The assignment will be marked out of 20 (4 marks per question plus 4 marks for presentation). The two assignments over the course are worth 25% of your final assessment. Late submission without good reason, as explained in an email to the course lecturer prior to the due submission time, will see marks reduced as per the details in the Course Guide. Late submissions must be directly emailed to the lecturer as well as uploaded into Moodle. In keeping with the recommended hours per week of study for a six unit of credit course, (around 10 hours of self-directed work per week additional to the 4 contact hours), we expect that you will spend in the order of 15 hours of so in total on this assignment. The assignments are excellent preparation for the final exam, hence worth doing well, and it is essential, and a UNSW requirement, that you do it yourself.
You should look to make your assignment like a consultancy report – ie. professional presentation with figures, tables and graphs. It is excellent practice for the technical report writing you have to do as an engineer in the electricity industry sector. You should briefly outline your methods for answering the questions in the report - engineers show their working. All tables must be pasted in as tables rather than pictures so that they are searchable via text (a requirement for Turnitin) - if you put tables in your report that can’t be ‘text’ searched then it will not be marked. Finally, when I say ‘discuss your findings’ I mean discuss them. Engineers shouldn’t just present numerical analysis but try to also help (often non-engineer) readers to understand what it means.
Electricity industry operation and control is determined by the operational capabilities of all supply, network and end-use equipment. A key question is how the operational characteristics of existing and potential new generation technologies, as well as electricity demand, will shape future industry operation.
Question 1:
The Australian Energy Market Operator (AEMO) has recently updated its technical and cost estimates for all existing and a range of possible new utility generators for its planning studies. These studies are an input into its forthcoming 2024 Integrated System Plan (ISP). This requires AEMO to model operation of the Australian National Electricity Market (NEM) under a range of possible future generation and network scenarios. This, in turn, requires that they estimate key technical characteristics and capital and operating costs of all existing generation and potential new generation technologies. The latest (2023) data for this is available on the AEMO website as an Excel spreadsheet . It’s a very interesting read and you may well wish to look at it and see how AEMO undertakes its modelling. However, to simplify the assignment we also provide a cut-down version on the course moodle. The cut down assignment AEMO modeling work book has a sheet /Existing Gen Data Summary’ with estimates (based on the AEMO data but with some additional assumptions) of the minimum operating levels and operating costs for all the coal and gas generating plants in Queensland, as well as hydro and utility wind and solar plant, pumped hydro and battery energy storage in the State.
Plot the generation supply curve (Incremental variable cost $/MWh versus MW system generation for economic dispatch) for the Queensland thermal plant mix (all coal, gas-fired and liquid fuelled generators) for two possible carbon price scenarios ($0/tCO2 and $100/tCO2 - the current price of permits under the EU Emission Trading Scheme), and two gas price scenarios (the provided gas pricing from AEMO but also a scenario where gas prices are 50% higher than these numbers). For the second carbon scenario, all the fossil fuelled plants are required to play for each tCO2 they emit, adding to their operating costs from Variable O&M and fuel purchasing. For simplicity ignore transmission losses and constraints. For the second gas price scenario, you will need to adjust all the fuel prices for the gas plant by raising them by 50% from their current levels. All the coal and gas units are committed - that is on-line and required to operate somewhere between their minimum and maximum output.

> _Dataset_
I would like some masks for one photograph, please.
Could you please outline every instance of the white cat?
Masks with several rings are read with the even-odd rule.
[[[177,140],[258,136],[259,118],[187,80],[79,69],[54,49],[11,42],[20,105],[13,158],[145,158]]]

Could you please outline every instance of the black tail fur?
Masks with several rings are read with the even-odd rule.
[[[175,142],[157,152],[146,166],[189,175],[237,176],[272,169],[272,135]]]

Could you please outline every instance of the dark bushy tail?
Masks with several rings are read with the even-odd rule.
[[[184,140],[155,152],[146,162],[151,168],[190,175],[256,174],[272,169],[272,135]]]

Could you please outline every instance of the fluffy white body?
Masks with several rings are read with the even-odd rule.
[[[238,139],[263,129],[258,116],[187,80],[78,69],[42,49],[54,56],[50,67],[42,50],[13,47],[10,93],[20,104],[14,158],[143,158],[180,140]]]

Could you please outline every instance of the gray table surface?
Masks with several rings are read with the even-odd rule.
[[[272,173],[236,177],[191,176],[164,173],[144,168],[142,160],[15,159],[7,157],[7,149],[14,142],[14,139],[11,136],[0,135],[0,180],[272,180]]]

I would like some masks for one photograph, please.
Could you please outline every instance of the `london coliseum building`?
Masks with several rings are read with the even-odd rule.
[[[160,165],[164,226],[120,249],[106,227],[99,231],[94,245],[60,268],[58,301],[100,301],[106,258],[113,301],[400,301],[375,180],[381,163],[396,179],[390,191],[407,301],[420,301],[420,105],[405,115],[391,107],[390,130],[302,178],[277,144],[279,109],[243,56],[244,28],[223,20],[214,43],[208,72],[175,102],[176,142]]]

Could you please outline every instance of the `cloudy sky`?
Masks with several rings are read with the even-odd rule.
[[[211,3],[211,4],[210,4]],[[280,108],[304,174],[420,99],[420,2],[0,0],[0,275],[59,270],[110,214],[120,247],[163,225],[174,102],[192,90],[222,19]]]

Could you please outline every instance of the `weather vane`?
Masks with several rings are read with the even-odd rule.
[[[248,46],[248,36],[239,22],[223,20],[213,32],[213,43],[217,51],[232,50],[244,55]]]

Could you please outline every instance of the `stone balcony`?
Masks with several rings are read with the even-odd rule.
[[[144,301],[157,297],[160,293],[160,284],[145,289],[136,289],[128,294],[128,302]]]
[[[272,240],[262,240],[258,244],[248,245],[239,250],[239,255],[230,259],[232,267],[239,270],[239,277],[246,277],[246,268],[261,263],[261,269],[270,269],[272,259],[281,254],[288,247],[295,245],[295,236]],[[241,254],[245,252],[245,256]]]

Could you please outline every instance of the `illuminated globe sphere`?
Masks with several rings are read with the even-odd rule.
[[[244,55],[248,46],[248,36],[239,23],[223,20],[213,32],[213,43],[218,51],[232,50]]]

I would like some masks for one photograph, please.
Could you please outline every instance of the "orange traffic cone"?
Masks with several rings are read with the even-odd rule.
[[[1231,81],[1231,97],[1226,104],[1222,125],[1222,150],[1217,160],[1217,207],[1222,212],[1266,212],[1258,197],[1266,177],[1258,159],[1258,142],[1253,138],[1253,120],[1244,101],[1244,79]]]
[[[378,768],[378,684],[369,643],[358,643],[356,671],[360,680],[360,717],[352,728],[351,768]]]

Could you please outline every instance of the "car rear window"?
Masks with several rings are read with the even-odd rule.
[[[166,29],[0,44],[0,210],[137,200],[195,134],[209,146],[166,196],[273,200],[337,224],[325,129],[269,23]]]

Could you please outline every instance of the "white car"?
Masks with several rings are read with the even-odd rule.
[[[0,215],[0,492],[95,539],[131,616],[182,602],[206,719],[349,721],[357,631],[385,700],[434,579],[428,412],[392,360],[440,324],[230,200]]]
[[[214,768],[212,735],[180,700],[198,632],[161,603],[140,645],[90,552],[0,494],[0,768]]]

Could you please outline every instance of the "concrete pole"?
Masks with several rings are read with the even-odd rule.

> _Short task A_
Using the assignment brief, explain why tables in the report must be pasted in as tables rather than as pictures.
> _Short task B_
Answer these questions from the assignment brief:
(i) How many of the 20 marks are given for presentation?
(ii) What carbon price does the brief give as the current price of permits under the EU Emission Trading Scheme?
(iii) By how much are gas prices raised in the second gas price scenario?
> _Short task C_
Write the next part of the assignment brief, picking up after its last sentence.

> _Exercise response A_
Tables pasted in as tables can be searched as text, which Turnitin requires. A report containing tables that can't be text-searched will not be marked.

> _Exercise response B_
(i) 4 marks.
(ii) $100/tCO2.
(iii) By 50%.

> _Exercise response C_
You will first need to calculate the ‘sent out’ operating cost – short run marginal cost or SRMC - ($/MWh) for each generator for each carbon price, and gas price scenario . The spreadsheet is set up to assist in this. Note that you should still explain your working in the assignment so its clear you know how the calculation works. You’ll then need to sort them from lowest to highest incremental operating costs.
i) Plot the four supply curves (one for each carbon price scenario, and gas price scenario) on a single graph . These curves represent the cost of the power system providing an additional MWh of demand - that is System Short Run Marginal Cost or SRMC as a function of demand for electrical energy over the entire range of economic dispatch . Discuss the implications of a carbon price or possible future gas price rises on economic dispatch of the Queensland thermal plant, and particularly any impacts on the merit order (that is, the order of generating plant technologies from lowest to highest operating cost)
We are now going to consider all current Queensland generation including the coal and gas plants but also hydro, wind and utility PV, and even battery storage.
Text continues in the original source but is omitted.